### Source text
⁂

The audio output of a Costas loop, or a sync detector like the YRS-1, or even a sideband slicer like the Central Electronics, is a function of how the I and Q channels are combined in the matrix output.  The matrix can be configured to reject USB, reject LSB, or combine both for USB+LSB. 

The CE slicer has all such options, but its BFO isn't phase-locked - it's free running.  It would probably be fairly easy to convert the CE slicer to a sync detector -either Costas or phase locked to the carrier.

Frank - that's certainly one option, but I coulnd't hear much, if any, increased distortion with the wider loop.  It would be nice to automagically switch between PLL and envelope detection if lock is lost.

k4kyv:
Since sometimes with selective fading you may lose carrier but retain both sidebands and at other times sideband information may fade while the carrier is retained, a syncing system that simultaneously sampled both the sideband phase info and the carrier, and used the information from one or both to set the carrier would more reliably maintain lock than either the Costas Loop or the carrier PLL system used alone.

w3jn:
The time constant of the PLL is slow enough to ride thru loss of the carrier.  The slowest time constant of the SE-3 is about 10 seconds (the FLUTTER position).  This mode is for copying signals with significant phase distortion due to ionospheric disturbances, according to the manual.  I suspect a well-designed Costas loop would use a similar slow time constant to ride thru loss of one or the other sidebands.

In actual use I haven't had it lose lock on a fading signal, even listening to some of the PW tropical band broadcashers around 4900-5000.

You sound outstanding all the time, Don, but the other night when we had that QSO the SE-3 really drove home the fact that your audio is extremely clean and undistorted.

AB2EZ:
Questions about synchronous detectors

For synchronous detection of AM, I think one would be more concerned (in terms of subjective performance) about frequency "lock" (i.e., within .1 Hz) than phase lock. Is that correct?

If so, and given that broadcast stations (as opposed to vintage amateur stations) have very tight frequency control, wouldn't you want the sync detector (when listening to a broadcast station) to stay right on the frequency it was last locked to (assuming the sync detector has a very stable frequency reference) in the event of a carrier drop out? I.e. you would push the "search and lock" button only when tuning in a new station. When the carrier is present, the detector would phase lock. When the carrier drops out, the detector would keep its locally generated, surrogate carrier frequency right where it currently is.... until the carrier returns.

When listening to a vintage amateur transmitter in the presence of selective fading, but no significant interfering carrier(s), I would think you would use a carrier discovery algorithm whose search range increases the longer the carrier has dropped out. If the dropout is less than 1 second, the algorithm might keep the frequency of the surrogate carrier right where it is. Beyond that, it might begin to look for the carrier over a wider search range (e.g., +/- 50 Hz).

When listening to an amateur transmitter with a very stable frequency... I would think you would revert back to the algorithm used when listening to broadcast stations.

When listening to a vintage amateur transmitter in the presence of a significant interfering carrier... I would think that you might fall back on yet another algorithm.

⁂

### Data supplied
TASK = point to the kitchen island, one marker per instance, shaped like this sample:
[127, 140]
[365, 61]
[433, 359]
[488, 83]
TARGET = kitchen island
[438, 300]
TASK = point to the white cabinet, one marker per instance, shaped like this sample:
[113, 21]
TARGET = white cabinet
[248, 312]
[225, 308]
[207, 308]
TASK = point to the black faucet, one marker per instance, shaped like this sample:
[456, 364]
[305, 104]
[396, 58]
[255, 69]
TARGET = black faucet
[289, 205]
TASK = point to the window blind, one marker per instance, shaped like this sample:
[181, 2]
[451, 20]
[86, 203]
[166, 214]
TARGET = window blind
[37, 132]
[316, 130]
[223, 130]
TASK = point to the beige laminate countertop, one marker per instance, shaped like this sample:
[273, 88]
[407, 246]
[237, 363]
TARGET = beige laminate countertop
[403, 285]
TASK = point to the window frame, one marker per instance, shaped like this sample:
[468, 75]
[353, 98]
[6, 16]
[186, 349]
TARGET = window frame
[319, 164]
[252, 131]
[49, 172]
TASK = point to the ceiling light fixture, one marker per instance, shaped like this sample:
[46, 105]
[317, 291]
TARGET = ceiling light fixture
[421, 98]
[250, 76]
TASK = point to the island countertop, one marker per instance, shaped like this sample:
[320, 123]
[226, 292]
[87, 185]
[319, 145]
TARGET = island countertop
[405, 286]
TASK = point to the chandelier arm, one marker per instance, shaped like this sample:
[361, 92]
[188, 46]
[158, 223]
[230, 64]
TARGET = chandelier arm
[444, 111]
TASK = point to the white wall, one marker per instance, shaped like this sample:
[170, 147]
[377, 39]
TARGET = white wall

⁂

### Challenges
1. In the forum thread on synchronous detectors, what is the slowest time constant of the SE-3?
2. Count the lines of the rows that contain the string "wall", with case counting, and give only the number.
The rows have no connection to the forum thread on synchronous detectors.

### Worked answers
1. About 10 seconds, in the FLUTTER position.

2. 2